= Excerpt =
Perhaps one of the largest traumas of communism has been the complete elevation of and submission to an almighty father figure, Enver Hoxha, resulting eventually in a crushing sense of betrayal. This trauma has been reenacted in Albanian society over and over again by later, “democratic” generations. Even if perhaps initially reform-minded and a “different” kind of leader, it has been impossible for Edi Rama to escape the same fate as Fatos Nano or Sali Berisha before him: to reenact the role that has been projected onto him by a people still unable to properly mourn the loss of Father Enver.
Rama’s most recent, painful statements reveal the depth with which this yearning for a leader is engrained in Albanian society. I invite the reader to look at the brief clip from a press conference, in which Rama declares:
Sa i përket plani, plani është shumë i qartë. Unë do të udhëheq protestën e studentëve. Ju mund të qesni, por shumë shpejt do të shikoni se do e kap edhe protestën siç kam kapur edhe të gjitha të tjerat… dhe studentët kanë kërkuar disa gjëra të arsyeshme.
As regards the plan, the plan is very clear. I will lead the student protests. You may laugh, but very soon you’ll see that I’ll capture the protest just like I have captured everything else… and the students have made some reasonable requests.
The clip is simply chilling. Chin down, eyes squinted, scanning the press corps and staring into the camera, as if coming unfiltered from his unconscious, he declares “I’ll capture the protest just like I have captured everything else.” There is no more pretense, there are no more feints: “I will lead the protest of the students,” just like his own fantasies he led the student protests against the communist regime. So deeply engrained in him is the need for a leader, that a leaderless protest is an even greater threat than the absurdity of leading a protest against himself. Then, after a pause in which he nods his head to affirm his statement, Rama lifts up his head and his rational ego again takes over: “and the students have made some reasonable requests.” It is completely unclear how this sentence follows (“and”?!?!?) on the previous one except that they are spoken by the same person: psychosis in HD.
The students have laid bare the psychosis at the heart of Albanian politics with the skill of a gifted therapist. But like every good therapist, they are also human and prone to the same fallibility as the rest of mankind. It would be inhuman of us to expect the students now to behave as perfect example and lead us to an ideal politics. This would again be to transfer our hopes and dreams onto them until we can punish them for their inevitable failure. Again, this is clearly articulated by one of the students:
We realised that in 1991 students helped in the collapse of the system. If students in 2018 also helped in the collapse of the current system nothing would change. We would still remain in that vicious cycle of hatred and irresponsibility. We broke this cycle not by destroying the government but by asking for responsibility, not through blame but through seeking of solutions.
None of this means that it is possible to live without leaders. The internal organization of the student protests shows that certain students take on more responsibilities than others. But the way in which this happens in through dialogue and conversation: not with the government, but with each other. As another student said:
I don’t have anything against a dialogue with the Prime Minister, but I think it is more important to continue the dialogue among the students. It is first us who need to understand each others’ problems. For 28 years, we have been kept unorganized on purpose and have beenneglected by the governments.
Leaderlessness is not a goal but a starting point. It is up to us to live and work in the spirit of their idea: that a different type of leadership is possible.

= Task details =
Edit the part of the excerpt on Albanian politics that opens with the words "Rama’s most recent, painful" and closes with "gjëra të arsyeshme.", replacing "press conference" with "news briefing".

= Record excerpts =
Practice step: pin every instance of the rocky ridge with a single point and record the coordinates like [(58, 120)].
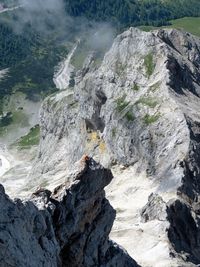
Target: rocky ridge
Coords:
[(138, 113), (66, 227)]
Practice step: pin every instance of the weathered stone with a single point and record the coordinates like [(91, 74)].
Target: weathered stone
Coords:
[(69, 227)]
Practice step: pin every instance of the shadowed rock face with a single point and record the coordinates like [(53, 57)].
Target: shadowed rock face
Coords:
[(68, 227), (140, 108)]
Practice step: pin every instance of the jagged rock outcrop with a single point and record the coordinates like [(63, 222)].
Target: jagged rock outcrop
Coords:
[(139, 109), (67, 227)]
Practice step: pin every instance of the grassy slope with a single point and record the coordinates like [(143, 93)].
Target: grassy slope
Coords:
[(188, 24)]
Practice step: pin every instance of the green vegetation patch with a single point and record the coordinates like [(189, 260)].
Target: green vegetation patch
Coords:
[(147, 101), (155, 86), (135, 87), (122, 103), (114, 132), (149, 119), (149, 64), (31, 139)]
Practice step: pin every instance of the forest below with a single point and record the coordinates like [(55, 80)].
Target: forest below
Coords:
[(32, 56)]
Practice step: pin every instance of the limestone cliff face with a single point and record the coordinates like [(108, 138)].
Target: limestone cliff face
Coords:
[(67, 227), (140, 108)]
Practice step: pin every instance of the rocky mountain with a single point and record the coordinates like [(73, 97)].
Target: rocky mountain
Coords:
[(66, 227), (137, 114)]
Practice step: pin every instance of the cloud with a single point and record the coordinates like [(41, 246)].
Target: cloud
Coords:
[(42, 15)]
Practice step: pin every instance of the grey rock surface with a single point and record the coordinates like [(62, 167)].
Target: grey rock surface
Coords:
[(67, 227), (140, 108)]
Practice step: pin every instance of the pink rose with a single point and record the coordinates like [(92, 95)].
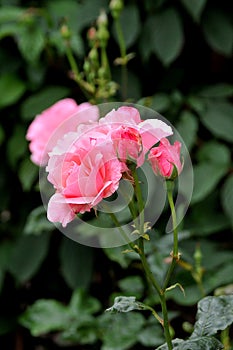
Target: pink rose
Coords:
[(133, 137), (84, 170), (127, 142), (165, 159), (53, 123)]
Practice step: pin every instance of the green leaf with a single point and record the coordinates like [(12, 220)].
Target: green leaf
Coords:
[(45, 316), (151, 335), (215, 152), (160, 102), (77, 15), (117, 254), (187, 128), (11, 89), (203, 343), (194, 8), (37, 222), (218, 90), (17, 145), (126, 304), (118, 331), (11, 14), (218, 31), (166, 35), (31, 42), (81, 304), (132, 285), (227, 198), (205, 219), (38, 102), (9, 29), (217, 118), (206, 178), (27, 256), (213, 314), (130, 24), (73, 257), (214, 163)]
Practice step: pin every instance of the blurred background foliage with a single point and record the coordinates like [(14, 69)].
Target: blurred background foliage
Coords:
[(53, 291)]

= Response =
Rama’s most recent, painful statements reveal the depth with which this yearning for a leader is engrained in Albanian society. I invite the reader to look at the brief clip from a news briefing, in which Rama declares:
Sa i përket plani, plani është shumë i qartë. Unë do të udhëheq protestën e studentëve. Ju mund të qesni, por shumë shpejt do të shikoni se do e kap edhe protestën siç kam kapur edhe të gjitha të tjerat… dhe studentët kanë kërkuar disa gjëra të arsyeshme.